* _WHAT THIS TASK INVOLVES_: If a line in the records below contains the word "item", copy it.

* _INFORMATION SUPPLIED_:
· · · ·

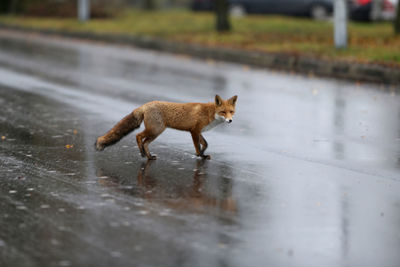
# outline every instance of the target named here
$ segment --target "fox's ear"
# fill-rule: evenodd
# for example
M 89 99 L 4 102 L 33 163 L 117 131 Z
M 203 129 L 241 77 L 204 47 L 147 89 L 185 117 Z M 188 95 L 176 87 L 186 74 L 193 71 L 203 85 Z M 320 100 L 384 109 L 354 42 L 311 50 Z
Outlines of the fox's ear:
M 237 95 L 232 96 L 231 98 L 228 99 L 228 103 L 231 105 L 235 105 L 237 100 Z
M 222 98 L 219 95 L 215 95 L 215 105 L 216 106 L 222 105 Z

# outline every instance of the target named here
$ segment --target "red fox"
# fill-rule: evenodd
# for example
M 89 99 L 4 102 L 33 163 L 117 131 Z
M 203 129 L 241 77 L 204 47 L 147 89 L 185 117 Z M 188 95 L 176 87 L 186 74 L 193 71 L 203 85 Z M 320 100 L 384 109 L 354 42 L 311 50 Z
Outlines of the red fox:
M 168 127 L 190 132 L 196 155 L 210 159 L 210 155 L 204 155 L 208 144 L 201 133 L 223 122 L 231 123 L 236 100 L 236 95 L 228 100 L 216 95 L 215 102 L 210 103 L 148 102 L 125 116 L 105 135 L 98 137 L 95 148 L 102 151 L 105 147 L 117 143 L 122 137 L 139 128 L 144 121 L 144 131 L 136 135 L 142 157 L 156 159 L 156 156 L 149 152 L 149 144 Z

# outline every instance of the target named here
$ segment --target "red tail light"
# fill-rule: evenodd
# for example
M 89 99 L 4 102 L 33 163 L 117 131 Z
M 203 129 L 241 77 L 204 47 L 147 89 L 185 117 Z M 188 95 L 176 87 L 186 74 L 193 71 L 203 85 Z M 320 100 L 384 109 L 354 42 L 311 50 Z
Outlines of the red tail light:
M 371 3 L 372 0 L 356 0 L 356 3 L 359 4 L 360 6 L 366 5 Z

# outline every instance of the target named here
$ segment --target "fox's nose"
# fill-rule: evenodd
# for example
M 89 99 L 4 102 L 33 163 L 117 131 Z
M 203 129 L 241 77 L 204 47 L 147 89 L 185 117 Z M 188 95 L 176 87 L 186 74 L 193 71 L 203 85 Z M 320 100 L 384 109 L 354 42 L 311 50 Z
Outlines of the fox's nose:
M 229 119 L 229 120 L 228 120 L 228 123 L 231 123 L 231 122 L 232 122 L 232 120 L 231 120 L 231 119 Z

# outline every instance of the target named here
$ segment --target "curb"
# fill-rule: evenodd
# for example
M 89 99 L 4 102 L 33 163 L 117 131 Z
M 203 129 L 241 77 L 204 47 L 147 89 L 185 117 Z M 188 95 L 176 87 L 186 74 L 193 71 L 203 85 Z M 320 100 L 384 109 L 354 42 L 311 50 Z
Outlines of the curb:
M 283 53 L 263 53 L 243 51 L 233 48 L 205 47 L 196 44 L 178 43 L 145 36 L 35 29 L 30 27 L 12 26 L 3 23 L 0 23 L 0 28 L 50 36 L 72 37 L 114 44 L 124 44 L 173 54 L 187 54 L 202 59 L 210 58 L 219 61 L 252 65 L 275 70 L 294 71 L 324 77 L 385 84 L 400 84 L 400 68 L 375 64 L 331 61 Z

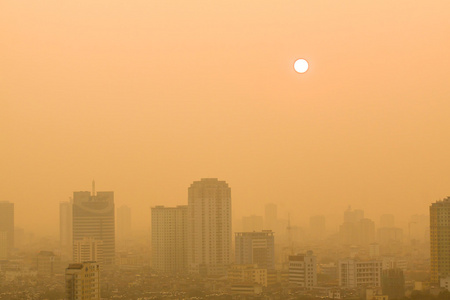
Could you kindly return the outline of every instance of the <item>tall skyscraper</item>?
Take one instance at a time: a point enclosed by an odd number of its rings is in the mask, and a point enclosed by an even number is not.
[[[0,201],[0,243],[8,256],[14,248],[14,203],[8,201]]]
[[[59,203],[59,241],[63,259],[72,259],[72,200]]]
[[[450,197],[430,206],[431,282],[450,276]]]
[[[246,216],[242,217],[242,231],[261,231],[264,229],[264,218],[262,216]]]
[[[152,207],[152,267],[174,274],[187,268],[186,205]]]
[[[223,276],[231,262],[231,189],[202,178],[188,189],[188,265],[193,273]]]
[[[65,272],[68,300],[100,298],[100,265],[96,262],[70,264]]]
[[[73,245],[86,237],[103,242],[104,267],[114,265],[114,192],[73,193]]]
[[[131,209],[126,205],[117,208],[117,239],[131,239]]]
[[[238,265],[256,264],[261,269],[275,269],[273,232],[236,232],[235,258]]]

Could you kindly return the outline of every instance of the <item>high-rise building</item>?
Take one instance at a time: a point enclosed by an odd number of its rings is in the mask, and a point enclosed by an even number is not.
[[[65,273],[68,300],[101,299],[100,265],[96,262],[70,264]]]
[[[152,207],[152,267],[166,274],[187,268],[186,205]]]
[[[405,297],[405,277],[401,269],[386,269],[381,274],[381,288],[388,299]]]
[[[272,230],[235,233],[235,260],[238,265],[256,264],[275,269],[275,244]]]
[[[73,262],[83,263],[95,261],[103,265],[103,241],[93,237],[85,237],[73,245]]]
[[[339,286],[356,288],[360,286],[381,286],[381,260],[343,259],[339,261]]]
[[[59,203],[59,241],[61,256],[72,259],[72,200]]]
[[[204,276],[226,275],[231,262],[231,189],[202,178],[188,189],[188,265]]]
[[[0,232],[4,232],[3,239],[0,239],[0,249],[6,249],[6,256],[14,248],[14,203],[0,201]],[[3,242],[2,242],[3,241]]]
[[[117,239],[119,241],[131,238],[131,209],[122,205],[117,208]]]
[[[289,256],[289,283],[304,288],[317,285],[317,259],[312,251]]]
[[[450,276],[450,197],[430,206],[431,282]]]
[[[114,192],[73,193],[73,245],[86,237],[103,242],[103,263],[108,268],[115,259]]]

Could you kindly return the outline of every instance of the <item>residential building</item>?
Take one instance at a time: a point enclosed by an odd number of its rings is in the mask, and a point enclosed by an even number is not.
[[[381,260],[344,259],[339,261],[339,285],[344,288],[380,287]]]
[[[430,281],[450,276],[450,197],[430,206]]]
[[[232,283],[256,283],[267,286],[267,269],[255,265],[231,265],[228,269],[228,281]]]
[[[312,251],[289,256],[289,283],[304,288],[317,285],[317,259]]]
[[[166,273],[187,269],[188,207],[152,207],[152,267]]]
[[[95,261],[103,266],[103,241],[85,237],[73,245],[73,262]]]
[[[224,276],[231,262],[231,189],[202,178],[188,189],[188,266],[203,276]]]
[[[275,244],[272,230],[235,233],[235,261],[239,265],[257,264],[275,269]]]
[[[96,262],[70,264],[65,272],[66,298],[92,300],[100,298],[100,265]]]

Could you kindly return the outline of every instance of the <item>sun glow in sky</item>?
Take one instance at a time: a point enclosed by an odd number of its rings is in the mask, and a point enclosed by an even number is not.
[[[352,205],[402,225],[450,194],[449,11],[1,1],[0,201],[17,226],[56,234],[59,202],[95,178],[148,228],[150,206],[218,177],[234,218],[275,202],[301,223]],[[308,76],[292,70],[299,55]]]

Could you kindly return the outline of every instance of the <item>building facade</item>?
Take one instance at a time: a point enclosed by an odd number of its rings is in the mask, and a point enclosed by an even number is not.
[[[235,233],[235,262],[256,264],[258,268],[275,269],[275,243],[272,230]]]
[[[114,192],[73,193],[73,245],[87,238],[103,242],[103,263],[108,268],[115,259]]]
[[[430,206],[430,280],[450,276],[450,197]]]
[[[73,245],[73,262],[95,261],[103,266],[103,241],[85,237]]]
[[[100,265],[96,262],[70,264],[65,272],[66,298],[92,300],[100,298]]]
[[[339,286],[344,288],[380,287],[381,260],[344,259],[339,261]]]
[[[203,276],[225,276],[231,262],[231,189],[202,178],[188,189],[188,267]]]
[[[304,288],[317,285],[317,259],[312,251],[289,256],[289,283]]]
[[[61,256],[64,259],[72,259],[72,200],[59,203],[59,243]]]
[[[152,207],[152,267],[166,274],[187,268],[188,207]]]
[[[117,238],[120,241],[131,239],[131,209],[126,205],[117,208]]]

· · · ·

* _RESPONSE_:
Could you kindly return the outline of every instance of the <item>tall skyscraper</item>?
Could you kindly return the outline of every instance of the <item>high-rise building</item>?
Could you kindly return the outline of every instance of the <item>residential building</item>?
Could you kindly return the outline of every instance of the <item>sun glow in sky</item>?
Could you kindly return the outline of every instance of the <item>building facade</item>?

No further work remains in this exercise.